_Problem to work on:_ All that is asked is a faithful reproduction of the entries.

Referring expression pointing data:
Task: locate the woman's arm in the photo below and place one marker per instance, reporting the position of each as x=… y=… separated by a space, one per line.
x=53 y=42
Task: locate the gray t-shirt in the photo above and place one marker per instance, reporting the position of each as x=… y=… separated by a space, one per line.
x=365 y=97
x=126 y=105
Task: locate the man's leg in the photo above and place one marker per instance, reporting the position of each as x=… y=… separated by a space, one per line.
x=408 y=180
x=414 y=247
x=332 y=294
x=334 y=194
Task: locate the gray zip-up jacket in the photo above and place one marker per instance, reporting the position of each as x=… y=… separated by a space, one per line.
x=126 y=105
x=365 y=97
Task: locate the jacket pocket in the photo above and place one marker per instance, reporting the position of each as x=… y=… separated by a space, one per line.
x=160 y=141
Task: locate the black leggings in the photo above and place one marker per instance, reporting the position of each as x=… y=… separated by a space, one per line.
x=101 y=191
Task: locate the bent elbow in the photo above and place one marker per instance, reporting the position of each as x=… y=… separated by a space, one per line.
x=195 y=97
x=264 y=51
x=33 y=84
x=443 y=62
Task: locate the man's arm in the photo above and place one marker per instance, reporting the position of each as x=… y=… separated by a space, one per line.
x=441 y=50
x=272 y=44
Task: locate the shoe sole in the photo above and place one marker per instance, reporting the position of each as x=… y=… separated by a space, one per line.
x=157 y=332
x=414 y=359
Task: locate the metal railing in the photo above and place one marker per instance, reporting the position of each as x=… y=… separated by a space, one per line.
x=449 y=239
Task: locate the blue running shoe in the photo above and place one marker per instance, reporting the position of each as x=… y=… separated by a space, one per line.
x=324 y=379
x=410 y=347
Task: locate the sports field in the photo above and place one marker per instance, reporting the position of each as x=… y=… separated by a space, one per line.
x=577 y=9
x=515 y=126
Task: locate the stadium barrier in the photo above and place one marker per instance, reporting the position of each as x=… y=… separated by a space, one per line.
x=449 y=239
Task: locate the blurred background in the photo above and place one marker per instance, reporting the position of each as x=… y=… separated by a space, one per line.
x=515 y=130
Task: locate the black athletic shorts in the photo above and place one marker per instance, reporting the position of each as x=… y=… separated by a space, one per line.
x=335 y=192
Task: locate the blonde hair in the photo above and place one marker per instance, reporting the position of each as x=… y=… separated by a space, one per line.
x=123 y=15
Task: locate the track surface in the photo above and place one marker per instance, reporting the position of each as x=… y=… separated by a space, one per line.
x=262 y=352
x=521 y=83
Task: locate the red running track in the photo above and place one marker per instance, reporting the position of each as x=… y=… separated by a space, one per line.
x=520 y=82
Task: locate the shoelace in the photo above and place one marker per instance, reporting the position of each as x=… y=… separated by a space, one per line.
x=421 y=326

_Solution below:_
Task: locate the woman's arm in the photo below and place one marker per instance, reporting the position of each as x=… y=… separated by a space, one per line.
x=53 y=42
Task: locate the gray t-shirt in the photo above and place one marker per instance, reporting the position of each as x=… y=… separated by a space, one per line.
x=365 y=97
x=126 y=105
Task: locate the man's leg in the photo above and place one marker per instance, reporting the position of each as x=… y=… separated by a space, one per line.
x=408 y=180
x=414 y=247
x=332 y=294
x=334 y=194
Task: locate the gray zip-up jacket in the photo above and place one marker per instance, reporting the position of each as x=… y=… separated by a space, one per line.
x=126 y=105
x=365 y=97
Task: locate the jacket pocket in the photo above and place one marker per instance, reporting the position of each as x=… y=… separated by a space, one per line.
x=160 y=141
Task: locate the black leggings in the photo above and place one marker per instance, reporting the position of each as x=… y=… separated by a space, one per line.
x=101 y=191
Task: locate the bent elbow in the photo above and place one marker per instance, reporting the position of each as x=… y=… separated by a space, one per line.
x=195 y=97
x=264 y=51
x=33 y=84
x=443 y=62
Task: locate the man's arm in the photo above and place one marker per instance, reporting the position of each as x=… y=… separated by a space, one per line.
x=441 y=50
x=272 y=44
Task: locate the shoe sole in the photo above and place one marker per instance, reporting the position of each as x=… y=… separated by a space, one per line.
x=157 y=332
x=414 y=359
Task: locate the metal railing in the photo above and place one marker per instance, reporting the position of each as x=… y=… separated by a space, one per line.
x=449 y=239
Task: locate the blue running shoe in the photo above and place one marker per instance, reporting the position of each as x=… y=… separated by a space, one per line.
x=324 y=379
x=410 y=347
Task: locate the sports field in the photo above and place one marker per instance, reporting the position of each as x=… y=… separated by a space, one per line.
x=577 y=9
x=515 y=126
Task: locate the stadium barrier in the photo above and place one marker per instance, reporting the position of each as x=… y=… separated by a space, one per line.
x=449 y=239
Task: locate the blurred background in the photo above and place one marker per instance, reporting the position of each as x=… y=… separated by a space, one per line.
x=515 y=130
Task: locate the black athletic shorts in the photo above and place one marker per instance, reporting the position of each as x=… y=… separated by a space, one per line.
x=335 y=192
Task: locate the blonde hair in the photo above and place one marker per instance, reporting the position of each as x=… y=… separated by a space, one per line.
x=123 y=15
Task: locate the track surface in the photo above and place one marker per instance, reporting the position of each as x=… y=… separated by a space, one per line.
x=262 y=352
x=521 y=83
Task: locate the red running track in the photo above and place one marker per instance, reporting the position of each as x=… y=… separated by a space, one per line.
x=520 y=82
Task: locate the shoelace in the photo above and place one marker per instance, reporting the position of each as x=… y=… separated by a space, one per line.
x=421 y=326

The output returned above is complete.